## DOCUMENT PASSAGE
= = =

Saying you think we have enough is putting me at ease, I'm so worried about the financial management section, thankfully we made it before the july 9th deadline according to our application date. All documents are official translations from a lawyer and notary in Israel. We are prepared for the financial loss if we have to re book or cancel. His mother stated a description of the property.


----------



## Danielel1187 (Jul 5, 2012)

rwestie37 said:


> What is the sponsorship form?


from my knowledge its a form, which for the life of me I cant find online for some reason, that states my UK fiances mother his my Co Sponsor and if I ever use public funds she has to pay back the government and if not can go to jail. I think It just makes her financial support more stronger.


----------



## Joppa (Sep 7, 2009)

Danielel1187 said:


> from my knowledge its a form, which for the life of me I cant find online for some reason, that states my UK fiances mother his my Co Sponsor and if I ever use public funds she has to pay back the government and if not can go to jail. I think It just makes her financial support more stronger.


The use of SU07 form is optional in your circumstances.
http://www.ukba.homeoffice.gov.uk/sitecontent/applicationforms/visas/sponsorship-form.pdf


----------



## rwestie37 (Jun 30, 2012)

Oh ok. So it's if I have a co-sponsor. I think I saw that form at the very beginning of the online application??


----------

= = =

## GOAL 1
Write out the section of the visa forum thread from "Saying you think" up to and including "of the property.".
The forum thread and the records have no connection to each other.

## EXERCISE DATA
= = =

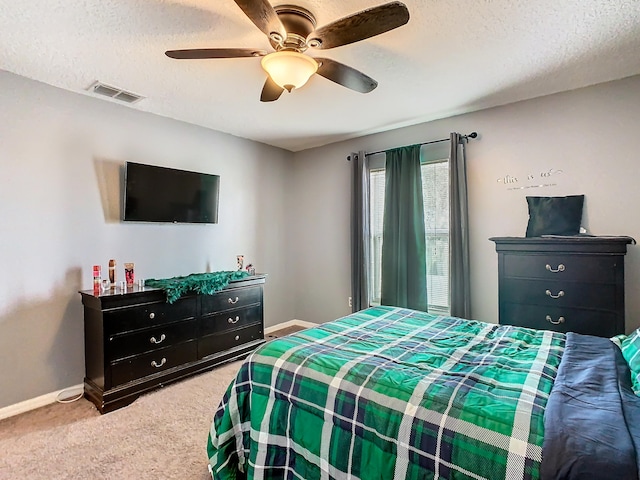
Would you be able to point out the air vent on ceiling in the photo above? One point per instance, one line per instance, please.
(100, 88)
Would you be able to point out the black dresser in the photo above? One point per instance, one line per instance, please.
(135, 341)
(565, 284)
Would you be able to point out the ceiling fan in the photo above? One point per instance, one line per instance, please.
(292, 30)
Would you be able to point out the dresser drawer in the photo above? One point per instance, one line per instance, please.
(230, 320)
(217, 343)
(148, 315)
(575, 268)
(148, 340)
(586, 322)
(231, 298)
(558, 293)
(139, 366)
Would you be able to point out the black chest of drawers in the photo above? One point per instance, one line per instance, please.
(564, 284)
(135, 341)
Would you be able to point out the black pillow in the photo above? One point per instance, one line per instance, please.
(554, 215)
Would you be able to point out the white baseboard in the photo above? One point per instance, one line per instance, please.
(40, 401)
(52, 397)
(290, 323)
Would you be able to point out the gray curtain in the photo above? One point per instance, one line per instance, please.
(359, 232)
(404, 266)
(459, 271)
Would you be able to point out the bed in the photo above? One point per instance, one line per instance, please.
(391, 393)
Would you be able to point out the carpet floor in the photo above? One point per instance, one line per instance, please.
(162, 435)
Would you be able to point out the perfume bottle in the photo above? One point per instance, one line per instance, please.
(112, 272)
(128, 274)
(96, 278)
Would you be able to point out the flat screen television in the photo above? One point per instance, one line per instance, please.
(168, 195)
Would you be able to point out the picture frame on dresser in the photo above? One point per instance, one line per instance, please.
(135, 341)
(563, 283)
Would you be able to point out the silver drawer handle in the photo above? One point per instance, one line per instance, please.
(560, 294)
(158, 365)
(163, 337)
(555, 322)
(551, 269)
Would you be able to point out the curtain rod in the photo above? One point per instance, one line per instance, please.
(471, 135)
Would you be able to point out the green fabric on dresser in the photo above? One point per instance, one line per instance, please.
(203, 283)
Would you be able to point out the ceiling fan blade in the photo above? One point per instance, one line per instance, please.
(345, 75)
(271, 91)
(200, 53)
(356, 27)
(264, 16)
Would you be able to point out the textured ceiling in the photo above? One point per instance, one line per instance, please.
(454, 56)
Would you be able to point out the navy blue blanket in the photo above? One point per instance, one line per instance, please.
(592, 419)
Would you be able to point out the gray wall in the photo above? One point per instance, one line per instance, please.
(589, 134)
(61, 155)
(60, 160)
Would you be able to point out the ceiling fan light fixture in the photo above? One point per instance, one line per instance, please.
(289, 69)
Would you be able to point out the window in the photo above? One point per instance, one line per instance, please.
(435, 193)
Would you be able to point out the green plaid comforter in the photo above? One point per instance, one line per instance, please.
(389, 393)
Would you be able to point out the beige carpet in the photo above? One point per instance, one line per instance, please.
(162, 435)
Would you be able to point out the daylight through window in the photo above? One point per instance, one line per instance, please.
(435, 193)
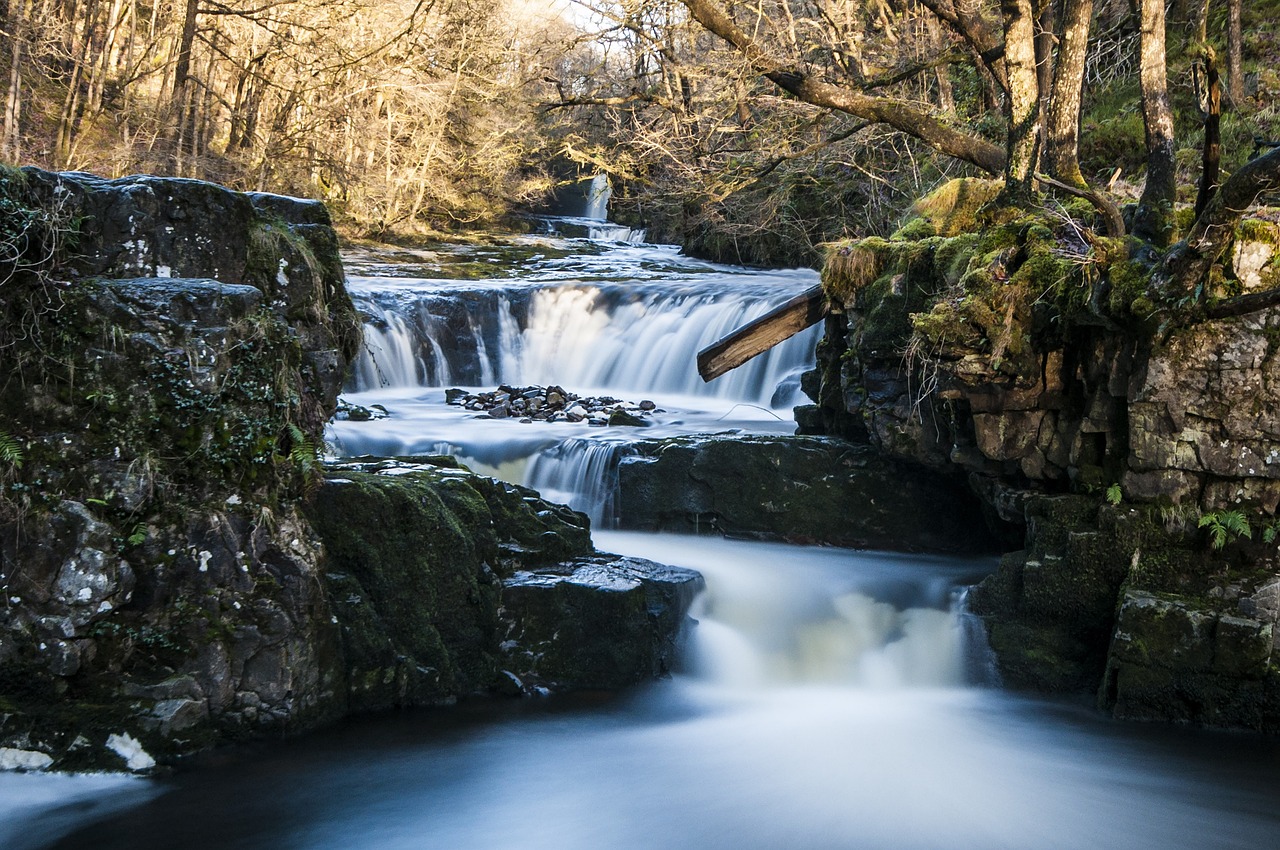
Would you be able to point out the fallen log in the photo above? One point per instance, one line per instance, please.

= = =

## GOAL 2
Put the records from the line with "Would you be able to point out the green plaid" through the end of the records into a numbered list, skipping blank lines and leaving out the pictures.

## FINAL ANSWER 1
Saying you think we have enough is putting me at ease, I'm so worried about the financial management section, thankfully we made it before the july 9th deadline according to our application date. All documents are official translations from a lawyer and notary in Israel. We are prepared for the financial loss if we have to re book or cancel. His mother stated a description of the property.

## FINAL ANSWER 2
1. Would you be able to point out the green plaid comforter in the photo above? One point per instance, one line per instance, please.
2. (389, 393)
3. Would you be able to point out the beige carpet in the photo above? One point per instance, one line per instance, please.
4. (162, 435)
5. Would you be able to point out the daylight through window in the photo above? One point per instance, one line per instance, please.
6. (435, 193)
7. Would you be able to point out the fallen log in the photo above? One point per instance, one line per instance, please.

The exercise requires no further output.